### Dataset records
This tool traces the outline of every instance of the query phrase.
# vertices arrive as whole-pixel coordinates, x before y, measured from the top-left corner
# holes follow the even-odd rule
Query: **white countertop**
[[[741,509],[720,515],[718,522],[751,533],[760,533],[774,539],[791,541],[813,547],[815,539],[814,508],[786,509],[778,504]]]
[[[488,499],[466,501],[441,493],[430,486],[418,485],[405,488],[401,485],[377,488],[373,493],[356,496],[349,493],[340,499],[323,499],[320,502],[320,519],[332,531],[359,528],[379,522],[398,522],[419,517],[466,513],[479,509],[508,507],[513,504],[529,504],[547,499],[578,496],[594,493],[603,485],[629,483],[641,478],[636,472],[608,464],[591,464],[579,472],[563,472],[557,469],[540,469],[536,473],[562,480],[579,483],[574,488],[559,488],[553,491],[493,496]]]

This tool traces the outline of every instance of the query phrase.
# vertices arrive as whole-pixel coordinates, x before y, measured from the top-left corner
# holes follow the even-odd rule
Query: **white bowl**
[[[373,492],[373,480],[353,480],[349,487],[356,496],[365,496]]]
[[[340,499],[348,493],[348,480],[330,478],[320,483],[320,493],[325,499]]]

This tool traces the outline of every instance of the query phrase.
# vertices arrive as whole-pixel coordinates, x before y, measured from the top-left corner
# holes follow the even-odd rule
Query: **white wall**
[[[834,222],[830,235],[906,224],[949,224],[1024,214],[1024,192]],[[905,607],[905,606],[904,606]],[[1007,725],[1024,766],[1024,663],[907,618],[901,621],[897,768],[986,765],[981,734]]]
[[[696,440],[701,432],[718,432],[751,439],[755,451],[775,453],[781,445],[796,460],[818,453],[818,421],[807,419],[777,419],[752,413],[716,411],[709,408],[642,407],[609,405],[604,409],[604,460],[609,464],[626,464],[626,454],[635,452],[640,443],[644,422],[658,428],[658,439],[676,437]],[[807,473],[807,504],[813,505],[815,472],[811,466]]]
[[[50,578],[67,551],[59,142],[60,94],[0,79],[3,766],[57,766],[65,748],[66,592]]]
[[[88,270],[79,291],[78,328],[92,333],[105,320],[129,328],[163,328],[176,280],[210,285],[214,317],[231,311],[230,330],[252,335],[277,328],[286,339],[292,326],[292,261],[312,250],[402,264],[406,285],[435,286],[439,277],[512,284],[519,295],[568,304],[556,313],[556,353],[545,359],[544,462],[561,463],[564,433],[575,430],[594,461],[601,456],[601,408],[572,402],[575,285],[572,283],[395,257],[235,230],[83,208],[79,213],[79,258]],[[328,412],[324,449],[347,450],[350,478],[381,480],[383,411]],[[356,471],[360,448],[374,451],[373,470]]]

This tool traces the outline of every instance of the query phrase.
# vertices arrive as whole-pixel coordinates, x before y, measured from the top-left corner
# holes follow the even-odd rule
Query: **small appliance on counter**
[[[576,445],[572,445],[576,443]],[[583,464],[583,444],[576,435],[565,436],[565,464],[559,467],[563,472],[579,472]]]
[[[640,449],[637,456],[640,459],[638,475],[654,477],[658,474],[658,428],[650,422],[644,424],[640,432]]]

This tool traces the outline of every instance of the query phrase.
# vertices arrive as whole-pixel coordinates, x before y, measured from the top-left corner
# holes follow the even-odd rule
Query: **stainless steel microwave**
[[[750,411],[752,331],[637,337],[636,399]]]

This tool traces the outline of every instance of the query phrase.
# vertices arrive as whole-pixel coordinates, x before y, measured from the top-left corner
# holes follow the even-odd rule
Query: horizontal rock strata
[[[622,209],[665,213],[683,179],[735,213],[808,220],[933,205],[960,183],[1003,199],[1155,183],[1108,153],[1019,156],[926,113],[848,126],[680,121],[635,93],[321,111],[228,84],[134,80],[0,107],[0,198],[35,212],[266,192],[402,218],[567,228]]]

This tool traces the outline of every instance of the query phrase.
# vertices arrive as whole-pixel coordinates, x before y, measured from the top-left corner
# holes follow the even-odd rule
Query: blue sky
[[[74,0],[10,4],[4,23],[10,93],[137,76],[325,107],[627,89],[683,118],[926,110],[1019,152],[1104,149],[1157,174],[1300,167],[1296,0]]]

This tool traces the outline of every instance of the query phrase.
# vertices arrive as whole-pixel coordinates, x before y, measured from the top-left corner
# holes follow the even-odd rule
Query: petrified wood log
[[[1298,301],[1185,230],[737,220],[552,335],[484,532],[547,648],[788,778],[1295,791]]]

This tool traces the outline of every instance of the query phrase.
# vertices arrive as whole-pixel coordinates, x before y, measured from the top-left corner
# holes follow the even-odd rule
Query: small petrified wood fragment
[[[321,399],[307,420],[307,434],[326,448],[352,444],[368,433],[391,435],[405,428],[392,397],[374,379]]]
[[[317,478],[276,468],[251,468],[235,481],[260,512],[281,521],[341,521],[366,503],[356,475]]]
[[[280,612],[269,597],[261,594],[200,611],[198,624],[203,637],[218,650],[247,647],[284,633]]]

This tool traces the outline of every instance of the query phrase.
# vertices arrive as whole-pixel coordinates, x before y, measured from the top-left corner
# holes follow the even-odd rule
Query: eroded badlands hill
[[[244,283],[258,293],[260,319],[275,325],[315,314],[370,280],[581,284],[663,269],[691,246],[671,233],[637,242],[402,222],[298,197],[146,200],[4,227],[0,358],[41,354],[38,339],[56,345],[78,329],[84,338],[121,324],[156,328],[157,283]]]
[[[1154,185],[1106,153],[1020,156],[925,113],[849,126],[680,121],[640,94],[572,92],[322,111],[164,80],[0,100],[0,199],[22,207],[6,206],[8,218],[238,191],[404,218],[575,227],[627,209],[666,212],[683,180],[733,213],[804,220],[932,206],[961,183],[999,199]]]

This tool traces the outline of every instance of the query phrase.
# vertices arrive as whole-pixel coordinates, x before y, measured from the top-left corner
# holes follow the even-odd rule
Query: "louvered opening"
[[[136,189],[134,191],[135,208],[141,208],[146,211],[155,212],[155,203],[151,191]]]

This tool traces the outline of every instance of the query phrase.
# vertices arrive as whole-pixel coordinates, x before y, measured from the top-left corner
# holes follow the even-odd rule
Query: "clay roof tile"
######
» Assignment
Reproduce the listing above line for line, exactly.

» Solution
This tool traces the outline of every instance of the query phrase.
# vertices arrive as whole-pixel coordinates, x before y, measured from the top-left corner
# holes follow the even-odd rule
Query: **white countertop**
[[[741,509],[720,515],[718,522],[751,533],[760,533],[774,539],[791,541],[813,547],[815,539],[814,508],[786,509],[778,504]]]
[[[488,499],[466,501],[441,493],[430,486],[418,485],[405,488],[401,485],[377,488],[373,493],[356,496],[349,493],[340,499],[323,499],[320,502],[320,519],[332,531],[359,528],[379,522],[398,522],[419,517],[466,513],[479,509],[508,507],[513,504],[529,504],[547,499],[578,496],[594,493],[603,485],[629,483],[641,478],[636,472],[608,464],[591,464],[579,472],[563,472],[557,469],[540,469],[536,473],[562,480],[579,483],[574,488],[559,488],[553,491],[493,496]]]

This tool traces the outline of every instance of the query phrase.
# vertices arrive as whole-pixel coordinates, x before y, measured from the top-left corner
# holes follow the even-odd rule
Query: **white bowl**
[[[373,492],[373,480],[353,480],[349,487],[356,496],[365,496]]]
[[[340,499],[348,493],[348,480],[330,478],[320,483],[320,493],[325,499]]]

This tool traces the outline of every instance of the query phrase.
# vertices arrive as whole-pixel coordinates, x before y, measured from the top-left corner
# holes follow the even-odd rule
Query: **white wall**
[[[834,222],[830,235],[906,224],[949,224],[1024,214],[1024,192]],[[905,607],[905,606],[904,606]],[[1007,725],[1024,766],[1024,663],[907,618],[901,621],[897,768],[986,765],[981,734]]]
[[[696,440],[701,432],[718,432],[751,439],[755,451],[775,453],[781,445],[796,460],[818,453],[818,421],[807,419],[777,419],[752,413],[716,411],[709,408],[642,407],[609,405],[604,409],[604,460],[609,464],[626,464],[626,454],[635,452],[640,443],[644,422],[658,428],[658,439],[676,437]],[[807,473],[807,504],[813,505],[815,472],[811,466]]]
[[[50,578],[67,551],[59,142],[60,94],[0,79],[3,766],[57,766],[65,748],[66,592]]]
[[[88,270],[79,291],[78,328],[92,333],[105,320],[129,328],[163,328],[176,280],[210,285],[214,317],[231,311],[230,330],[252,335],[277,328],[286,339],[292,326],[292,261],[312,250],[402,264],[406,285],[435,286],[439,277],[512,284],[519,295],[568,304],[556,313],[556,353],[545,359],[544,462],[561,463],[564,433],[575,430],[594,461],[601,456],[601,408],[572,402],[575,285],[572,283],[395,257],[235,230],[83,208],[79,213],[79,258]],[[328,412],[324,449],[347,450],[350,478],[381,480],[383,411]],[[356,471],[360,448],[374,451],[373,470]]]

This tool traces the outline of every instance of the query phrase.
# vertices arrive as whole-pixel coordinates, x before y, measured from the top-left corner
# holes follow the even-odd rule
Query: **small appliance on counter**
[[[576,445],[572,445],[576,443]],[[583,464],[583,444],[576,435],[565,436],[565,464],[559,467],[563,472],[579,472]]]
[[[640,449],[637,456],[640,459],[638,475],[654,477],[658,474],[658,428],[650,422],[644,424],[640,432]]]

This tool traces the outline of every instance of the query phrase.
# vertices arrive as whole-pixel coordinates, x before y, measured from the top-left corner
# holes follow the even-odd rule
Query: **stainless steel microwave**
[[[750,411],[752,331],[637,337],[636,399]]]

This tool traces the outline of every instance of the query phrase.
# vertices arrive as whole-pixel coordinates, x before y, measured from the top-left corner
# holes follow the even-odd rule
Query: horizontal rock strata
[[[622,209],[665,213],[683,179],[735,213],[808,220],[933,205],[960,183],[1003,199],[1155,183],[1108,153],[1019,156],[926,113],[848,126],[680,121],[635,93],[321,111],[228,84],[134,80],[0,107],[0,198],[35,212],[266,192],[402,218],[567,228]]]

This tool traces the outline of every instance of the query phrase.
# vertices arrive as whole-pixel coordinates, x before y, measured from the top-left corner
# holes follow the even-odd rule
Query: blue sky
[[[74,0],[10,4],[4,23],[10,93],[137,76],[325,107],[627,89],[683,118],[926,110],[1019,152],[1104,149],[1157,174],[1300,167],[1296,0]]]

This tool traces the outline of every instance of the query phrase.
# vertices arrive as whole-pixel coordinates, x before y, measured from the top-left corner
# holes follow the even-odd rule
Query: petrified wood log
[[[1298,301],[1185,230],[737,220],[552,335],[484,532],[547,648],[788,778],[1295,791]]]

This tool traces the outline of every instance of the query phrase.
# vertices arrive as whole-pixel coordinates, x before y, measured from the top-left corner
# holes follow the even-odd rule
Query: small petrified wood fragment
[[[321,399],[307,420],[307,434],[326,448],[352,444],[368,433],[391,435],[405,428],[392,397],[374,379]]]
[[[317,478],[276,468],[251,468],[235,481],[260,512],[281,521],[341,521],[366,503],[356,475]]]
[[[280,612],[269,597],[261,594],[200,611],[198,624],[203,637],[218,650],[247,647],[284,633]]]

This tool traces the outline of every instance of the query phrase.
# vertices arrive as whole-pixel coordinates, x before y, measured from the top-left corner
# holes follow the even-odd rule
Query: eroded badlands hill
[[[244,283],[258,293],[260,319],[275,325],[315,314],[370,280],[581,284],[663,269],[691,246],[671,233],[637,242],[402,222],[298,197],[146,200],[4,227],[0,358],[41,354],[38,339],[56,345],[78,329],[84,338],[121,324],[156,328],[157,283]]]
[[[1154,185],[1106,153],[1020,156],[925,113],[849,126],[680,121],[640,94],[572,92],[322,111],[164,80],[0,100],[0,199],[22,207],[6,206],[8,218],[238,191],[404,218],[575,227],[627,209],[666,212],[683,180],[733,213],[804,220],[932,206],[961,183],[999,199]]]

This tool traces the outline of every instance of the query phrase.
# vertices arrive as whole-pixel coordinates, x before y, measured from the top-left corner
# holes follow the even-odd rule
Query: "louvered opening"
[[[136,189],[134,191],[135,208],[141,208],[146,211],[155,212],[155,203],[151,191]]]

This tool traces the outline of every instance of the query phrase.
# vertices arrive as whole-pixel coordinates, x before y, measured from the top-left corner
# holes follow the even-odd rule
Query: "clay roof tile"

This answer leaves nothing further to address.